(Location identification items)
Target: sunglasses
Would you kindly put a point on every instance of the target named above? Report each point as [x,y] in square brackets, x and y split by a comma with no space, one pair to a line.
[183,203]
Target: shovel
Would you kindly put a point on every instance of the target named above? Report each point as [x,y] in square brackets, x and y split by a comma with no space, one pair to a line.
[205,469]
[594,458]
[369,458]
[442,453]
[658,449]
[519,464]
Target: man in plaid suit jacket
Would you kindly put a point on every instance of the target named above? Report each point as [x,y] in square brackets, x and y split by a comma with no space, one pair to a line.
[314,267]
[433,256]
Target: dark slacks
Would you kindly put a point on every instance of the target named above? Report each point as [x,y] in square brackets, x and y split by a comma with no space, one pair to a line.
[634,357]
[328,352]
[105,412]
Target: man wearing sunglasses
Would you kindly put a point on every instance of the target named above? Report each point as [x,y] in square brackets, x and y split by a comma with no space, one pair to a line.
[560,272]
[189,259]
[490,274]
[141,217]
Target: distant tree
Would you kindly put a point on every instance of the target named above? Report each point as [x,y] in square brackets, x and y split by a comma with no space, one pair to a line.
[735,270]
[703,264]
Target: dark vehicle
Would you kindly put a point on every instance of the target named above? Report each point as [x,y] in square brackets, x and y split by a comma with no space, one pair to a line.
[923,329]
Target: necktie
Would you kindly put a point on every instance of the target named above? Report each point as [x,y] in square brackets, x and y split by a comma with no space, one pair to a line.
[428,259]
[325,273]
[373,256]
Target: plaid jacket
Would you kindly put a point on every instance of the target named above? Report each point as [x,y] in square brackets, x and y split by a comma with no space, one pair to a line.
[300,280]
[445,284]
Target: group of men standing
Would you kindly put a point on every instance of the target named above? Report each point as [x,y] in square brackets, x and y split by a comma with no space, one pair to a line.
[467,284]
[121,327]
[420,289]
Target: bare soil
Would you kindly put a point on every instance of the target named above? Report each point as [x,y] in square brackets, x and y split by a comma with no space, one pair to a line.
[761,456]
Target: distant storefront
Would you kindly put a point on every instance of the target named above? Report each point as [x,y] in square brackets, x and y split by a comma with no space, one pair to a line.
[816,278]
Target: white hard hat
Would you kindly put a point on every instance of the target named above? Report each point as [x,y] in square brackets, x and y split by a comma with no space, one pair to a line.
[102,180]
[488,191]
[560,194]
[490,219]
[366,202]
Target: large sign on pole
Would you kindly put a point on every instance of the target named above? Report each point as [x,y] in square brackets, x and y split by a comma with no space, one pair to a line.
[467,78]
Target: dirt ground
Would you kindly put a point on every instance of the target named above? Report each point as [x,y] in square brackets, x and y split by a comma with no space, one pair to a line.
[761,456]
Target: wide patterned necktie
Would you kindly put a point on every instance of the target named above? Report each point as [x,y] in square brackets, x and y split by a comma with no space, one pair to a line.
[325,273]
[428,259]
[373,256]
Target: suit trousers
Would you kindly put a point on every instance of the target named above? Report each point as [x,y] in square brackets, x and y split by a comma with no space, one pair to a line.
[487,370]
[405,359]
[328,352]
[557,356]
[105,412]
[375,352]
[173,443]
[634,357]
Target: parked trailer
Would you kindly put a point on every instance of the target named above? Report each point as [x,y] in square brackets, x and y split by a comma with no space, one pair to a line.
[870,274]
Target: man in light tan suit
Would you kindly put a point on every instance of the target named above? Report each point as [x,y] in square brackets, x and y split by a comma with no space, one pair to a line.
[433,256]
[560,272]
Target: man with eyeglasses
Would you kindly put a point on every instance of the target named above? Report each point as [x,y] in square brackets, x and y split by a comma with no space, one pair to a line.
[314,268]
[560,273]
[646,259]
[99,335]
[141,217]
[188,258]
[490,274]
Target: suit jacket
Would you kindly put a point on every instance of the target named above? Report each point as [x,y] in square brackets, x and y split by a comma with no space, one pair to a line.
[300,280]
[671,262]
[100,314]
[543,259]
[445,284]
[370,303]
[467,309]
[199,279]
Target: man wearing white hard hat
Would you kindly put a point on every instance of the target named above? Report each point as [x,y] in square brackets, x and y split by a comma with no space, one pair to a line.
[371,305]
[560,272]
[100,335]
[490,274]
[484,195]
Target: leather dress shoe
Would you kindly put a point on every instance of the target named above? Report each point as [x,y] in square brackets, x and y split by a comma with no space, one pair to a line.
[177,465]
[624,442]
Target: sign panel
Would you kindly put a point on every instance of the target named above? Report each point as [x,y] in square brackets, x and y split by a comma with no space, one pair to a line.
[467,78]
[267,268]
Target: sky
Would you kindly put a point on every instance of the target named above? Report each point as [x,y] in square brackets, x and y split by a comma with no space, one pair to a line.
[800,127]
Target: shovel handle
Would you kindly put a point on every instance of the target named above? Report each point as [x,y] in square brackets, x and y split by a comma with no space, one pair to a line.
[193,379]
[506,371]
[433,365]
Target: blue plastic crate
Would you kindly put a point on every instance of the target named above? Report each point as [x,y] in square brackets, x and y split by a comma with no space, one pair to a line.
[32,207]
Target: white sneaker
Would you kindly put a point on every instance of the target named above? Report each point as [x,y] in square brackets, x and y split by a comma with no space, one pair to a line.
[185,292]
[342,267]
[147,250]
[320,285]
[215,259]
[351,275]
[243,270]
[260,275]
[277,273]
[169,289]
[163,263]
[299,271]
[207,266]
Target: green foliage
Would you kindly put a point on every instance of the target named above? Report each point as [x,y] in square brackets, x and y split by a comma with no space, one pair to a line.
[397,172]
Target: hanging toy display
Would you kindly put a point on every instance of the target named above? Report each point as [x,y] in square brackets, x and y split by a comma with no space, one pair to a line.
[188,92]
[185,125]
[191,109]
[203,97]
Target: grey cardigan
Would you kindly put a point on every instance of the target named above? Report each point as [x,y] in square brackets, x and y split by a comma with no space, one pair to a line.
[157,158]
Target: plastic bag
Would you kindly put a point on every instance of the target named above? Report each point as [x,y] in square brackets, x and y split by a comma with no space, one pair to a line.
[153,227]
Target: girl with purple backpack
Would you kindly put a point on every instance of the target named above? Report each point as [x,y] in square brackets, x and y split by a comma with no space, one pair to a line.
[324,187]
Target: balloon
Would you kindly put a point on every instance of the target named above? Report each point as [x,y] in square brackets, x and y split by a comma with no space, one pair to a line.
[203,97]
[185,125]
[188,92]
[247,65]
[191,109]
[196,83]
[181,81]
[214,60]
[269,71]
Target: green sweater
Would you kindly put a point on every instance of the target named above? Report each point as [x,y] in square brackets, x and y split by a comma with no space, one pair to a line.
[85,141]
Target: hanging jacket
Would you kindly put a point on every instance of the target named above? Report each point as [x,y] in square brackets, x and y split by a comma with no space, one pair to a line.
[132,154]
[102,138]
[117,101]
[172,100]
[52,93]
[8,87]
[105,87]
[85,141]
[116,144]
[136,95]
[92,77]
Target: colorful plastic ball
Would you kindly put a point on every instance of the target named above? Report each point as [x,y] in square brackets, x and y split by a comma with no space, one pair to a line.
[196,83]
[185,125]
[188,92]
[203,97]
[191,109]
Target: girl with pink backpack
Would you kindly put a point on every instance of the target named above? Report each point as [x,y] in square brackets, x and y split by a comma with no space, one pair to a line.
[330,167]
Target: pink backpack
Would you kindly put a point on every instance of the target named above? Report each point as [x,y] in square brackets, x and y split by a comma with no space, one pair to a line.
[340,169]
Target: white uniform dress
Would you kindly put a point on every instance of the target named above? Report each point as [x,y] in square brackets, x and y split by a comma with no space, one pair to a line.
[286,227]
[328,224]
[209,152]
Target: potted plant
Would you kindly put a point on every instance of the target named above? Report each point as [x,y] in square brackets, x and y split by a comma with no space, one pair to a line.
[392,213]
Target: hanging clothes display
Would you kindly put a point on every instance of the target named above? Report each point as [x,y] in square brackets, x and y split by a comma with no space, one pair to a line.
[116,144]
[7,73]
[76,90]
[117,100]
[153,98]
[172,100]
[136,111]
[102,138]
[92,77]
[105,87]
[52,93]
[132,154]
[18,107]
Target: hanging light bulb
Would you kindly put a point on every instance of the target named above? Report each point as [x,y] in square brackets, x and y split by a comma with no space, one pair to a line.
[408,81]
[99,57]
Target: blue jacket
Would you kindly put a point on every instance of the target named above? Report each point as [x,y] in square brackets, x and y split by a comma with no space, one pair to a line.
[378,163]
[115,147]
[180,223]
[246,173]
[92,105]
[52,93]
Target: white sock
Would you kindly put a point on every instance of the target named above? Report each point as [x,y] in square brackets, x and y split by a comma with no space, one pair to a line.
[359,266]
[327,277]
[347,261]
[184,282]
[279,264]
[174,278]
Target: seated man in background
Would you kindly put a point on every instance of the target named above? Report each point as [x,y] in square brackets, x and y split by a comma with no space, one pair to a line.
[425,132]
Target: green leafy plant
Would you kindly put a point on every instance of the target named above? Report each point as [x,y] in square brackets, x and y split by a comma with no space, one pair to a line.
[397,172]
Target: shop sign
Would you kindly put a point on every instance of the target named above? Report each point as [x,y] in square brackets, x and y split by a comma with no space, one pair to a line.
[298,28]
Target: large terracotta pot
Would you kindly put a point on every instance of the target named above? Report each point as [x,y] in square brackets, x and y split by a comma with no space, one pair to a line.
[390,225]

■ **YOUR TASK**
From the line holding "Target: seated man in background" down to the final line above, quote every line exactly and only those lines.

■ **FINISHED ANSWER**
Target: seated man in background
Would you kindly put a point on every instance of the target named above? Report each point as [x,y] in square brackets, x and y split by a comma with no space, one pair to a line.
[425,132]
Target: green leafy plant
Would you kindly put a point on every instance of the target named above? Report each point as [x,y] in square brackets, x and y split by a comma with no space, one pair to a line.
[397,172]
Target: shop sign
Would you kindly put a point on every instance of the target named above? Report each point as [x,y] in square brackets, x and y split by a comma with no space, one pair to a line.
[298,28]
Target: large terracotta pot
Would you kindly put a point on every instance of the target named above? Report each point as [x,y] in square brackets, x and y split by a comma with no space, one pair to a line.
[390,225]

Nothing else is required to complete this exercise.